* **Text under study**
+++++

Growers have fired a broadside at government plans to share the costs of managing plant diseases, saying it could increase the price of fresh produce in shops.

Any attempt to increase the burden of policing plant health controls for growers had to go hand-in-hand with better border checks and tighter import rules, said horticulture board chairman Richard Hirst.

"How can the government expect us to shoulder the costs associated with plant disease when weak or non-existent border controls make it so easy to bring in serious pests," Hirst said. "At some point there is the potential for a major disease problem to push up prices for consumers."

The arrival in the UK last month of a parasite called a gall mite, which disfigures fuchsias, made a mockery of Britain's plant health defences, he claimed.

The parasite was introduced by an amateur gardener in uninspected clippings from the Channel Islands. It makes flowers commercially unsaleable and crops have to be destroyed to prevent it spreading. An outbreak in California has forced a number of growers in the US state to stop growing fuchsias altogether.

"Why should we, and the consumer, pay for a lax inspection programme?" Hirst added.

"There's no signage at borders about the danger of importing disease and if the government is planning to reduce inspections it'll be easier than ever for pests to enter the country in shipments of fruit, veg or plant material."

Defra is still drawing up proposals on how to share plant health costs with the industry. But the principle is already established in other sectors, and Hirst said it was inevitable in horticulture as well.

Academics at Imperial College are putting the finishing touches to a study of Defra's proposals and it should be published at the end of the month.

+++++

* **Prompt 1**
The article on plant health costs names three kinds of shipments in which pests could enter the country. List them.
* **Prompt 2**
In the article on plant health costs, which flowers does the gall mite disfigure?
* **Prompt 3**
Copy the passage of the article on plant health costs starting at "The parasite was" and ending at "growing fuchsias altogether.".

(Point localization data)

+++++

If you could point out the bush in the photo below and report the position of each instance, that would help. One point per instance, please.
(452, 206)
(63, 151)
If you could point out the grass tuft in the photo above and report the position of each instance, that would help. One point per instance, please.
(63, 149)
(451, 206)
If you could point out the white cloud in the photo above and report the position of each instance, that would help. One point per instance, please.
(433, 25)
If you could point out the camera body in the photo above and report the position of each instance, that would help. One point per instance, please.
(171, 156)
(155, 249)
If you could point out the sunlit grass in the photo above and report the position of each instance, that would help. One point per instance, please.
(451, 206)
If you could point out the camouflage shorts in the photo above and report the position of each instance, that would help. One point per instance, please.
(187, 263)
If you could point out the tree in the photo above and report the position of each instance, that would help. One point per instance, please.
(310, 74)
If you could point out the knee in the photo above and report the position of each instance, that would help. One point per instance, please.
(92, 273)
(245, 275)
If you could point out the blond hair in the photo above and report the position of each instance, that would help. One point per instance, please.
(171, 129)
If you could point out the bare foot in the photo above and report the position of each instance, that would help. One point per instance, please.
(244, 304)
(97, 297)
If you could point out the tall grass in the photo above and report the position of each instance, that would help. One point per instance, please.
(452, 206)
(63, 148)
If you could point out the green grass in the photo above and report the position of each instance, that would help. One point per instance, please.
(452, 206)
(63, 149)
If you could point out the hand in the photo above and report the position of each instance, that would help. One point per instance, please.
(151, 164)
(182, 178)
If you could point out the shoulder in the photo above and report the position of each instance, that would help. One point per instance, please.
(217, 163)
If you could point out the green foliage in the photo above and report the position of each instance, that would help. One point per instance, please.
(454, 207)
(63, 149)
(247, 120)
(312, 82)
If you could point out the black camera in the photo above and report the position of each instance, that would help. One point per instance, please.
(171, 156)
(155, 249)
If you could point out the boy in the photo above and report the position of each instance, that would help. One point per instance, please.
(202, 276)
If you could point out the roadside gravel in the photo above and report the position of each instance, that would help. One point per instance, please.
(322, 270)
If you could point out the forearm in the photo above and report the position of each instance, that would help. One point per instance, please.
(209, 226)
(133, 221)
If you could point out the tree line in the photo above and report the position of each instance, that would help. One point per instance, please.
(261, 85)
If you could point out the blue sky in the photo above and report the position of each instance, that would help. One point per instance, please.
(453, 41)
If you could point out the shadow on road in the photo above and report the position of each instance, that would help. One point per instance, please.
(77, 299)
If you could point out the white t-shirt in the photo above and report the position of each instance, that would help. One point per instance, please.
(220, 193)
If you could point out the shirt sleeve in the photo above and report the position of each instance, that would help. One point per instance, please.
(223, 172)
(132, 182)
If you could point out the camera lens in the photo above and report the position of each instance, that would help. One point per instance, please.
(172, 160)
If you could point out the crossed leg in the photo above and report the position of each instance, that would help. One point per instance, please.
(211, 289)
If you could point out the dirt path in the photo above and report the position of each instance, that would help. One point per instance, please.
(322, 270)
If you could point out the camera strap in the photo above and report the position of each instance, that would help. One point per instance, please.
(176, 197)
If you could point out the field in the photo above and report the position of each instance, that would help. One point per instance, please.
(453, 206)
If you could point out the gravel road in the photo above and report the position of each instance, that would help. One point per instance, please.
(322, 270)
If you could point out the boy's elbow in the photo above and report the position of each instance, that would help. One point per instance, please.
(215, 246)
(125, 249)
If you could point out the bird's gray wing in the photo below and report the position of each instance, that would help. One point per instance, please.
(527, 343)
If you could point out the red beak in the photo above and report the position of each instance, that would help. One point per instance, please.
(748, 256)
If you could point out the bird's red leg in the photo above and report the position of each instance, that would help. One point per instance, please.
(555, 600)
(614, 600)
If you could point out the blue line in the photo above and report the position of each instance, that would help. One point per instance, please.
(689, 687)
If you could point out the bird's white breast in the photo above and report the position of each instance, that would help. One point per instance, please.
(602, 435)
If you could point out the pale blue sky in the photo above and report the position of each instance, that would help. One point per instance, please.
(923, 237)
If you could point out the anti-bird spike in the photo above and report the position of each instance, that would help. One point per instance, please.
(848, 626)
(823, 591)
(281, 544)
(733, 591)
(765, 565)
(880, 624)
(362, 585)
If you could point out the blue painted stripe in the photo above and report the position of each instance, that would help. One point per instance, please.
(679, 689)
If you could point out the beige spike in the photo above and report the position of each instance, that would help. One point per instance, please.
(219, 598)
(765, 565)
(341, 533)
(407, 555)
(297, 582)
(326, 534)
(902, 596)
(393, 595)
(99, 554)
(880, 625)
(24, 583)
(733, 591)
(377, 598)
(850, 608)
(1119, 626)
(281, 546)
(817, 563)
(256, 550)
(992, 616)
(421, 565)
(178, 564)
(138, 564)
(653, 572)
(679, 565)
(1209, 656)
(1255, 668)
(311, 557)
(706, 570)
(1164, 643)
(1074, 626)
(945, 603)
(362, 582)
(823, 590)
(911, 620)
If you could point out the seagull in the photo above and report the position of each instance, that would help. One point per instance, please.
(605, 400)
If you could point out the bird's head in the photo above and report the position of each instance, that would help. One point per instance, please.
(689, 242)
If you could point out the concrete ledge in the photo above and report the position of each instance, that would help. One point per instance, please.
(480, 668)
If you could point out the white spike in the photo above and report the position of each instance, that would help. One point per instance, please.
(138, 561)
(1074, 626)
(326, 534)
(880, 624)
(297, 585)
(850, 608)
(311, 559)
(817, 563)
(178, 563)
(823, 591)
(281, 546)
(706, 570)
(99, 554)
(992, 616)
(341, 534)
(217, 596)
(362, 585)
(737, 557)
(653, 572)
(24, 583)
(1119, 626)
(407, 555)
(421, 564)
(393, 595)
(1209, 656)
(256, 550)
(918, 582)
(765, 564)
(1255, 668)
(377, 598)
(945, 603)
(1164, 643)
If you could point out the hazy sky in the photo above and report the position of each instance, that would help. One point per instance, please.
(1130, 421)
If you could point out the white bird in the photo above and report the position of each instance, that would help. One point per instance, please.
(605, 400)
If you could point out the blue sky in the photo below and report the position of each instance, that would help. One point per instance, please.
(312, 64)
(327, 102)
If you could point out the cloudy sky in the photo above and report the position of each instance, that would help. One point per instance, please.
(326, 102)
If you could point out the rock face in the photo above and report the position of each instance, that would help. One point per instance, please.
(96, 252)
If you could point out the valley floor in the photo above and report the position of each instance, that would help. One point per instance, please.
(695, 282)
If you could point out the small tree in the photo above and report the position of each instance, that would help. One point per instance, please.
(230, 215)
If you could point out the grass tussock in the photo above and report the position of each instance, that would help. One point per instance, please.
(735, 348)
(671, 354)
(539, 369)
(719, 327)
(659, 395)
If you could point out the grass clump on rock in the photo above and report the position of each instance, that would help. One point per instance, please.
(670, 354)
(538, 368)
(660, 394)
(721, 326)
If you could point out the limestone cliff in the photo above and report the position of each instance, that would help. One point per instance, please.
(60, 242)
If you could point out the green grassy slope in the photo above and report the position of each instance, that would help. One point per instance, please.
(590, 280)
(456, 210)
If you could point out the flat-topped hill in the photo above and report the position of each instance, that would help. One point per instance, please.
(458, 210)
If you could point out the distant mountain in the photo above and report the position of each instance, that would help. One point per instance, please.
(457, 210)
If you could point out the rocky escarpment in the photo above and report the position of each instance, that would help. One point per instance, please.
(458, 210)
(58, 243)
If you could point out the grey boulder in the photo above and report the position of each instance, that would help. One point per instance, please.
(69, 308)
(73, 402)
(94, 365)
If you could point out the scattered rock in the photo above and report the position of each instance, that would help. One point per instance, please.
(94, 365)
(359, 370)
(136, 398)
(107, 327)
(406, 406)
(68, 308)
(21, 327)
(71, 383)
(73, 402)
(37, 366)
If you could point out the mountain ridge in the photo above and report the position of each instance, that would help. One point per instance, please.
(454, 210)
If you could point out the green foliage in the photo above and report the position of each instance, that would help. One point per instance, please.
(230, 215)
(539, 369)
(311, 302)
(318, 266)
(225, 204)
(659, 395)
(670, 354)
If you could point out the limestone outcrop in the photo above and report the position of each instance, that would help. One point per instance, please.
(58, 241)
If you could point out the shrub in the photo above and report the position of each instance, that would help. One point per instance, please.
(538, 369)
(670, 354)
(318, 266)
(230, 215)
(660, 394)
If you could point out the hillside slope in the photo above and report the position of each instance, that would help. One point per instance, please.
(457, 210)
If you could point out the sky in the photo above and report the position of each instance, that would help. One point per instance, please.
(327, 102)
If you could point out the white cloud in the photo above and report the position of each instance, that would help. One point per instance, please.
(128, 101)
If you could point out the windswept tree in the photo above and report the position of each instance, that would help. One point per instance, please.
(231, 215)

+++++

* **Task solution 1**
fruit, veg, plant material

* **Task solution 2**
Fuchsias.

* **Task solution 3**
The parasite was introduced by an amateur gardener in uninspected clippings from the Channel Islands. It makes flowers commercially unsaleable and crops have to be destroyed to prevent it spreading. An outbreak in California has forced a number of growers in the US state to stop growing fuchsias altogether.